**Work to complete:**
1/ In the tiny house passage below, list every structure or space that the last commenter says they would have.
2/ Find each line in the records below that contains the word "potted", and copy those lines out.

It’s likely, from where I sit, that this back-to-nature and boxed-up simplicity is not being marketed to people like me, who come from simplicity and heightened knowledge of poverty, but to people who have not wanted for creature comforts. For them to try on, glamorize, identify with.

Such appropriation isn’t limited to the Tiny House trend, or even to the idea of simplicity. In major cities, people who come from high-income backgrounds flock to bars and restaurants that both appropriate, and mock, low-income communities. Perhaps the most egregious example is San Francisco’s Butter Bar, a trendy outpost that prides itself on being a true-blue, trailer park-themed bar, serving up the best in “trashy” cuisine and cocktails.​

I've seen the tiny houses show on HGTV! I'm still trying to figure out what the author is upset about. I wouldn't want to live in one of those tiny houses, but if someone else does, then why would that bother anyone? Damn, people are so screwy.

Oh I could definitely live in one with the right climate.
Of course i'd have a 4000 square foot Lanai with outdoor kitchen and living area.
And then I'd still need a four car shop/garage.

**Material for this task:**
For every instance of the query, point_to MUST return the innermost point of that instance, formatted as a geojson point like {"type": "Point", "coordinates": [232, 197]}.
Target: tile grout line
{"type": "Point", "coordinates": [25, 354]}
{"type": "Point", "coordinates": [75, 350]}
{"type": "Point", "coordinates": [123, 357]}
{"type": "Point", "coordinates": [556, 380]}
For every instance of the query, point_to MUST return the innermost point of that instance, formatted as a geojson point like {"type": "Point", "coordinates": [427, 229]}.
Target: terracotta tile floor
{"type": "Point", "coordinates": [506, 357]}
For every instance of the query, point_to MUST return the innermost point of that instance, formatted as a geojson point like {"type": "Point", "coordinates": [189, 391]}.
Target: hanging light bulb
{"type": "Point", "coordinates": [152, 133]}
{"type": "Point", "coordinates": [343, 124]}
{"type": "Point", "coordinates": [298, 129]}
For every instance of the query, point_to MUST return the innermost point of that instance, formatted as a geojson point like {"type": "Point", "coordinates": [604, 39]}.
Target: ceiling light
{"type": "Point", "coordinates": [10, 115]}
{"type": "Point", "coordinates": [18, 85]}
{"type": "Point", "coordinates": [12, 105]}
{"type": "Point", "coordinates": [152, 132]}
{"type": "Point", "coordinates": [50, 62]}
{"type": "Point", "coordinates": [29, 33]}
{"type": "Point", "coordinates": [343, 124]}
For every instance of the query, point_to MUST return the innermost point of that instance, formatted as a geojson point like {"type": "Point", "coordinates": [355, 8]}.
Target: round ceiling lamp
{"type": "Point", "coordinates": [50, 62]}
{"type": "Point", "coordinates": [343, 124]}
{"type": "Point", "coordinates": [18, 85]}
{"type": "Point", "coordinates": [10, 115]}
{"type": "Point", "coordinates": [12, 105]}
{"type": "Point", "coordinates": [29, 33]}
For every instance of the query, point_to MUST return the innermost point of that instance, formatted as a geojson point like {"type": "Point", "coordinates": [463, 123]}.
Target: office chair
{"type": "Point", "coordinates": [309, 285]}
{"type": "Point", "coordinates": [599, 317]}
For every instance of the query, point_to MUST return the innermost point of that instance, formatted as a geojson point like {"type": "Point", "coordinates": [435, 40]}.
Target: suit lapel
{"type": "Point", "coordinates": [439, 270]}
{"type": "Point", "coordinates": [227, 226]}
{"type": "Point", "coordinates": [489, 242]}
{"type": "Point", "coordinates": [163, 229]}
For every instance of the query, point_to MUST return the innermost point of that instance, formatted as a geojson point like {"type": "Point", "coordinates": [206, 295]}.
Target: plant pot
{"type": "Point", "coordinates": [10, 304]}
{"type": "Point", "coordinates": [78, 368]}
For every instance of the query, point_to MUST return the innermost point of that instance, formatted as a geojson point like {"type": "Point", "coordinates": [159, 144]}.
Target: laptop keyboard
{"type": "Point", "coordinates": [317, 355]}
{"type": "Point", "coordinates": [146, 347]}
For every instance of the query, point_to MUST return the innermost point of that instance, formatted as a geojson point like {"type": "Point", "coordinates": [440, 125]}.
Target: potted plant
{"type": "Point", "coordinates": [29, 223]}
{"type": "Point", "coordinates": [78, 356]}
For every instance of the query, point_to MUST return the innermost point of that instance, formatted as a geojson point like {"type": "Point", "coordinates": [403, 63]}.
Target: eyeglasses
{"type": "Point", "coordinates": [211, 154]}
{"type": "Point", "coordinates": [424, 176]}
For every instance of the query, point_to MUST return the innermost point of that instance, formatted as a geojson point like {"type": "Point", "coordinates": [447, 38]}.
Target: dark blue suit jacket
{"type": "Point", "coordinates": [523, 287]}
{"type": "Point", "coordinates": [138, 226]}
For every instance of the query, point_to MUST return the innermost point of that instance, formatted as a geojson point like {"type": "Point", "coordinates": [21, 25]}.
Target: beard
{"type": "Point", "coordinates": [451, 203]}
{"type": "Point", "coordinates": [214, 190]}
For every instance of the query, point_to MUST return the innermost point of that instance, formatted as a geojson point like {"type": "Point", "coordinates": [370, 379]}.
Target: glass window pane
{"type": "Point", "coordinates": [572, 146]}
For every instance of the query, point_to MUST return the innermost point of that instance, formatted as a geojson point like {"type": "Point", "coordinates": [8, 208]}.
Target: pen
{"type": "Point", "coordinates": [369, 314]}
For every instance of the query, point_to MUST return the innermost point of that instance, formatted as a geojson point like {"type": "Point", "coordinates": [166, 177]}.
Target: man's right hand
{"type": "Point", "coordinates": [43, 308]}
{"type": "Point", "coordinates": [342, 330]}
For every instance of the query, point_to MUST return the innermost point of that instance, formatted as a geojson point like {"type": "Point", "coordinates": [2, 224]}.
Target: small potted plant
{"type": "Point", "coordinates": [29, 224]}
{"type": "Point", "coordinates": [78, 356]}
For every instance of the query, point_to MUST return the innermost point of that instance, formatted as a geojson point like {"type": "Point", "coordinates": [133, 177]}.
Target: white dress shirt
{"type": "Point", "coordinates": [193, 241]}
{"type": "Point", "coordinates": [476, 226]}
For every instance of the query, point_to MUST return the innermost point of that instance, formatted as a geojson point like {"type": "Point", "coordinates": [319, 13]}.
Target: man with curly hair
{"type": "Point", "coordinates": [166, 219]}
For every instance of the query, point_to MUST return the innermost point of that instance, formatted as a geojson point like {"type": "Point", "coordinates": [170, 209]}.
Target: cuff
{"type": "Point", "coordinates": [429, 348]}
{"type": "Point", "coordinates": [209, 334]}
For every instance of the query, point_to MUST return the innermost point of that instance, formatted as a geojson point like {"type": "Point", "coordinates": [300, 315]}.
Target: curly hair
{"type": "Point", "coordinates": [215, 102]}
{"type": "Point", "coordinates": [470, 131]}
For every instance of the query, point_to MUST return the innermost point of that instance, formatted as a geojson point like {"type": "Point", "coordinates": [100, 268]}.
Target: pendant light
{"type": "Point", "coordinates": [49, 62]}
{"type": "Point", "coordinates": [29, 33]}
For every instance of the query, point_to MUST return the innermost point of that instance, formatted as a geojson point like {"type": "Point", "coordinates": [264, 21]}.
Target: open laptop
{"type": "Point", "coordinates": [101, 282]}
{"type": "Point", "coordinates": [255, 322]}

**Full answers:**
1/
- A 4000 square foot Lanai
- An outdoor kitchen
- A living area
- A four car shop/garage

2/
Target: potted plant
Target: small potted plant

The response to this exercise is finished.